▶ _PASSAGE TO READ_:
Bubble dining in Pasay hotel raises questions on transmission risk of COVID-19

January 6, 2021 - 3:11 PM
Bubble pod
Bubble pods for dining and recreational activities in Sheraton Manila Hotel. (Photo from Sheraton Manila via Facebook)

Questions about the safety of a luxury hotel’s new dining concept involving bubble pods were raised amid experts’ advice to dine outdoors to minimize the risk of catching the coronavirus disease.

Sheraton Manila Hotel last Saturday introduced what they call the “Philippines’ first bubble dining pods.”

The concept, called the “Vubble Pod” or “Vubble” following the hotel’s Vega Pool and the word “bubble,” allows the diners to eat with their companions or family members without the anxiety of potentially catching the virus from other guests.

Through this, patrons can dine outdoors but inside pods to supposedly keep themselves safe and distanced from other diners while they remove their masks when eating.

It also offers a 360-degree view of the hotel’s outdoor pool and garden.

Aside from that, guests can partake in a “specially curated five-course meal” or enjoy recreational activities inside the pod. They can get a relaxing massage or let their kids play within the safe confines of the area.

Each of the six pods is airconditioned and ventilated at the top to supposedly ensure the guests’ safety. They are also UV, water and moisture-proof as well.

Stephen Reilly, chief operating officer of Resorts World Manila, said that the pods are also constantly sanitized in compliance with the prescribed protocols to reduce the risk of COVID-19 transmission.

“Hilton and Sheraton are actually running these vubbles for us, of course they have their international standards. So that’s something that the general public should not worry about. They’re sanitized and kept clean,” he told CNN Philippines.

▶ _ENTRIES SUPPLIED_:

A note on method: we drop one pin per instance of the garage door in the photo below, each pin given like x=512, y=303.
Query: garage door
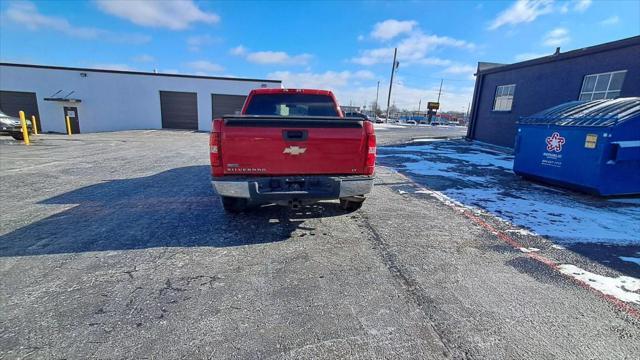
x=11, y=102
x=226, y=104
x=179, y=110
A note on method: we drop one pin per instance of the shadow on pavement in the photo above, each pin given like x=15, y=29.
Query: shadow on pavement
x=172, y=208
x=601, y=229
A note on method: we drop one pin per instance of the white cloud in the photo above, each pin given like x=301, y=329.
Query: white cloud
x=612, y=20
x=434, y=61
x=170, y=14
x=238, y=50
x=582, y=5
x=412, y=49
x=271, y=57
x=27, y=15
x=144, y=58
x=204, y=67
x=121, y=67
x=344, y=85
x=460, y=69
x=556, y=37
x=364, y=74
x=196, y=42
x=522, y=11
x=391, y=28
x=529, y=56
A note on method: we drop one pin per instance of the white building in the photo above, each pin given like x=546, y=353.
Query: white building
x=110, y=100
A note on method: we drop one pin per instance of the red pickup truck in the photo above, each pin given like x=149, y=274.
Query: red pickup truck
x=291, y=147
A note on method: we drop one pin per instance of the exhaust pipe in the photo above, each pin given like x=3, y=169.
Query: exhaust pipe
x=295, y=204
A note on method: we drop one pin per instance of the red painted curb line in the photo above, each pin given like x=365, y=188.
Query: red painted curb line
x=619, y=304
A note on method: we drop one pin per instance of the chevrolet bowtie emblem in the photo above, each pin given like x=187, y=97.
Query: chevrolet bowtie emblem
x=294, y=150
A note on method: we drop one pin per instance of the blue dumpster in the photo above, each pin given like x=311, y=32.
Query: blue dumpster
x=591, y=146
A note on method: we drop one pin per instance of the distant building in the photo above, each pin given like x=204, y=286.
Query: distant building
x=108, y=100
x=346, y=109
x=504, y=93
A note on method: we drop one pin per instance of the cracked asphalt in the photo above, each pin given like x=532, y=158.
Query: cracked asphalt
x=114, y=246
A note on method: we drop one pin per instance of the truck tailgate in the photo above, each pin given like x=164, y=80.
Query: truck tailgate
x=273, y=145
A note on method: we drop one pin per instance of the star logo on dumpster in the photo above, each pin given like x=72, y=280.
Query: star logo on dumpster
x=555, y=142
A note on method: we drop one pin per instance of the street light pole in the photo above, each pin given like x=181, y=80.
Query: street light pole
x=375, y=111
x=393, y=70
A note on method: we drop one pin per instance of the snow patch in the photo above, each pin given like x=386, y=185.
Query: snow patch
x=624, y=288
x=630, y=259
x=481, y=179
x=521, y=232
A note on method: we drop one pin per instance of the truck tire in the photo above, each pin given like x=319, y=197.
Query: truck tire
x=350, y=205
x=234, y=205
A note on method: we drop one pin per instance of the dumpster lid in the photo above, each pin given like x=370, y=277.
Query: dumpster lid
x=587, y=113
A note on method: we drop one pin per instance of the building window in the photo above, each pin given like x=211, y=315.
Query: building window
x=602, y=86
x=504, y=97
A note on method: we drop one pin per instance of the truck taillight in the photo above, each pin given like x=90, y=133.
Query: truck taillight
x=371, y=148
x=215, y=142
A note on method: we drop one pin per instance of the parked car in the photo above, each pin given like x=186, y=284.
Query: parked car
x=358, y=115
x=10, y=125
x=291, y=147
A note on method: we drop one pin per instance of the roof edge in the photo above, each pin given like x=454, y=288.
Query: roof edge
x=127, y=72
x=634, y=40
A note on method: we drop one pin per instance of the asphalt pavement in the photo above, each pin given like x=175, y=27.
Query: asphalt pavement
x=114, y=246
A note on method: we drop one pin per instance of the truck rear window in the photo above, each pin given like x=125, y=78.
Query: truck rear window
x=291, y=105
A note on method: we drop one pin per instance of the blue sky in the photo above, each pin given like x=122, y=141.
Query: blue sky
x=345, y=46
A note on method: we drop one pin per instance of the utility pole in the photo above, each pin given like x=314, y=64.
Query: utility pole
x=375, y=111
x=393, y=70
x=439, y=92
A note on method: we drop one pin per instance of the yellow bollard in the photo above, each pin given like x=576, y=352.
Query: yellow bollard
x=25, y=131
x=68, y=125
x=34, y=125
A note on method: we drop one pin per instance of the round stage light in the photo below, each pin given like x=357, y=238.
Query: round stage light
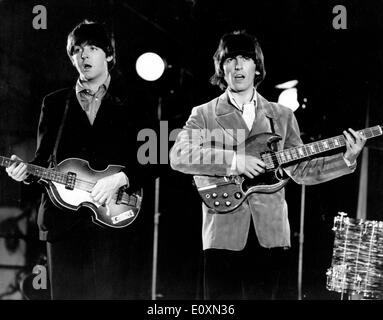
x=150, y=66
x=289, y=98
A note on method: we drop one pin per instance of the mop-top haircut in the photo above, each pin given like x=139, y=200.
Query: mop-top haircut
x=234, y=44
x=92, y=33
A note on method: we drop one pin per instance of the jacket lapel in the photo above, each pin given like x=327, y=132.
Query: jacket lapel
x=264, y=115
x=230, y=119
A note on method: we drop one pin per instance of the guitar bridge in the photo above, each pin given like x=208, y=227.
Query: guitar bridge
x=70, y=181
x=270, y=159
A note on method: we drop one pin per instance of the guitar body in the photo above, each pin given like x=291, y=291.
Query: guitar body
x=122, y=210
x=224, y=194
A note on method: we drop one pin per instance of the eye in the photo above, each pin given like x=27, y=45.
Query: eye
x=76, y=50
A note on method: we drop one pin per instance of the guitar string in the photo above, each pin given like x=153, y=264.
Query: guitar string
x=276, y=157
x=62, y=178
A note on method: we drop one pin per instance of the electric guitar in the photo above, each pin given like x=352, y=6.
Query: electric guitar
x=225, y=194
x=70, y=184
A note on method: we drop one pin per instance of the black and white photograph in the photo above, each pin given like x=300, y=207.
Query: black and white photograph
x=191, y=154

▶ _WORK INSTRUCTIONS_:
a. According to the bubble dining article, what position does Stephen Reilly hold?
b. In the bubble dining article, start at the words "Sheraton Manila Hotel last" and stop after "masks when eating.". Reproduce that passage, replacing "patrons" with "customers".
c. Continue the article on bubble dining in the Pasay hotel from its final sentence.
The rows have no connection to the article on bubble dining.

▶ _RESPONSE LIST_:
a. He is chief operating officer of Resorts World Manila.

b.
Sheraton Manila Hotel last Saturday introduced what they call the “Philippines’ first bubble dining pods.”

The concept, called the “Vubble Pod” or “Vubble” following the hotel’s Vega Pool and the word “bubble,” allows the diners to eat with their companions or family members without the anxiety of potentially catching the virus from other guests.

Through this, customers can dine outdoors but inside pods to supposedly keep themselves safe and distanced from other diners while they remove their masks when eating.

c.
Clients interested to book a pod would have to undergo the hotel’s mandatory health check which includes a forehead thermometer scan.

They are then ushered to the pods where they can dine or enjoy being outdoors while keeping distance from others.

The new dining concept raised questions from some Filipinos who pointed out the issue of dining within spaces in comparison to fully dining outdoors where the risk of catching the virus is reduced due to the wide air space.

“Personally, better to eat at home and get great food delivered. However, WHY HAVE A BUBBLE FOR OUTSIDE DINING? When eating outside, it is best to be in open air with social distancing and reduced capacity. NO LARGE GROUP DINING,” UP statistics professor Dr. Peter Cayton said in response to the report.

“Uhm bakit po ganito? ‘Di ba safer ang outdoors? The rich really wanna stay in their bubble no,” another Twitter user commented.

“Isn’t…open air dining safer…?” a different online user likewise asked.

“The hotel wants to trap the virus and for it to linger inside the enclosure and infect everyone inside? It’s already outdoors, the enclosure is not needed and makes it even more dangerous,” commented another Filipino.

Dining risks 

In a report published by The Conversation, four health experts from the United States shared that they would not be willing to participate in indoor dining or eating in restaurants indoors due to the risks posed by COVID-19.

“The greatest risk of getting infected with SARS-CoV-2 is being indoors with people who aren’t using masks at all times. The concern isn’t just big respiratory droplets when close to someone talking; it’s also the tiny aerosols that linger in the air,” Dr. Thomas Russo from the University at Buffalo’s Jacobs School of Medicine and Biomedical Sciences, said.

“Some interesting studies have looked at the airflow and air currents in restaurants in relation to where people became infected. In one, a person was 20 feet away from the source for only about 5 minutes, but the person was directly in the airflow and became infected,” Russo added, with the report providing links.

Kathleen Brown, associate professor of practice and MPH program director at the University of Tennessee’s College of Education, Health, and Human Sciences, said that the US’ Centers for Disease Control and Prevention have reported patients testing positive were twice as likely to have eaten in a restaurant.

“In a restaurant, I am not able to assess the risk posed by other patrons or the staff. Each person in that restaurant has a network of others that, taken together, increases my risk of contracting COVID-19,” she said.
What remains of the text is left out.